Natural-language object grounding data
+ + +
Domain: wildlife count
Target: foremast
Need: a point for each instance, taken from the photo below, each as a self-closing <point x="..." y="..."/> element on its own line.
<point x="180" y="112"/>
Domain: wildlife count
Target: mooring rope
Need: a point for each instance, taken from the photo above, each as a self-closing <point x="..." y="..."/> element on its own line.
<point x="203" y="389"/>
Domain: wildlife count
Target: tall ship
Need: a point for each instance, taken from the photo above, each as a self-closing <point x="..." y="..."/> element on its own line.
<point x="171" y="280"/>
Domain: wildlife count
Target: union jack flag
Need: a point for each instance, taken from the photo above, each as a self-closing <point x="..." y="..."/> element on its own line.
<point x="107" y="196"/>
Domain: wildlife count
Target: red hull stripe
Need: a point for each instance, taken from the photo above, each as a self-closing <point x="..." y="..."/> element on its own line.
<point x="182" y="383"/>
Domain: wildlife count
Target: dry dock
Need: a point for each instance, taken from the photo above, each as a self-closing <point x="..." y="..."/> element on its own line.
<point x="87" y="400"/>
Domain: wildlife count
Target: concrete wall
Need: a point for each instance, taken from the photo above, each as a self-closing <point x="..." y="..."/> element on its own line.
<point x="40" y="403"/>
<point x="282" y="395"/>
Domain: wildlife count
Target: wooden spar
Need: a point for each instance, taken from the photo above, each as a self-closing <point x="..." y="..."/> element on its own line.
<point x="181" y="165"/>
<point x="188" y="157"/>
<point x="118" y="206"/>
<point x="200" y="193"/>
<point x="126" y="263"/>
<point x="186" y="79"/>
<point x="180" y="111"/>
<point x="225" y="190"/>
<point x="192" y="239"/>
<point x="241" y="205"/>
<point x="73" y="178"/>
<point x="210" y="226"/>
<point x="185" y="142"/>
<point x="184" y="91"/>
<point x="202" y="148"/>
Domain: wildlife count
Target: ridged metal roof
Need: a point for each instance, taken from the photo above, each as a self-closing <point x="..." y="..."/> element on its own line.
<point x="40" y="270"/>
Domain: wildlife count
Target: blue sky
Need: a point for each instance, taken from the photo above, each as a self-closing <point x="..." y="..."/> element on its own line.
+ + +
Task description:
In the records above, the line with "Target: red hull stripe" marks the start and the line with "Target: blue sky" marks the end; copy that stretch exactly, both lines included, and nothing else.

Response below:
Target: red hull stripe
Need: a point for each instance, taken from the photo above, each as a self-closing <point x="..." y="..."/> element on its own line.
<point x="182" y="383"/>
Domain: wildlife count
Target: dry dock
Need: a point for each instance, taken from the photo above, each as a self-closing <point x="..." y="..."/> element on its own line.
<point x="87" y="400"/>
Domain: wildlife count
Target: concrete wall
Need: a point for each instance, taken from the photo above, each as a self-closing <point x="..." y="..."/> element on its own line.
<point x="40" y="403"/>
<point x="282" y="395"/>
Domain: wildlife count
Target: wooden spar
Need: a point for each instance, taken from the photo above, each as a self-closing <point x="..." y="..."/> element on its own line.
<point x="181" y="165"/>
<point x="188" y="157"/>
<point x="118" y="206"/>
<point x="200" y="193"/>
<point x="126" y="263"/>
<point x="186" y="79"/>
<point x="180" y="111"/>
<point x="225" y="190"/>
<point x="192" y="239"/>
<point x="241" y="205"/>
<point x="73" y="178"/>
<point x="210" y="226"/>
<point x="185" y="142"/>
<point x="184" y="91"/>
<point x="202" y="148"/>
Domain: wildlife count
Target: ridged metal roof
Need: a point for each instance, taken from the photo above, each as a self-closing <point x="..." y="..."/> element on its own line.
<point x="40" y="270"/>
Domain: wildlife count
Target: blue sky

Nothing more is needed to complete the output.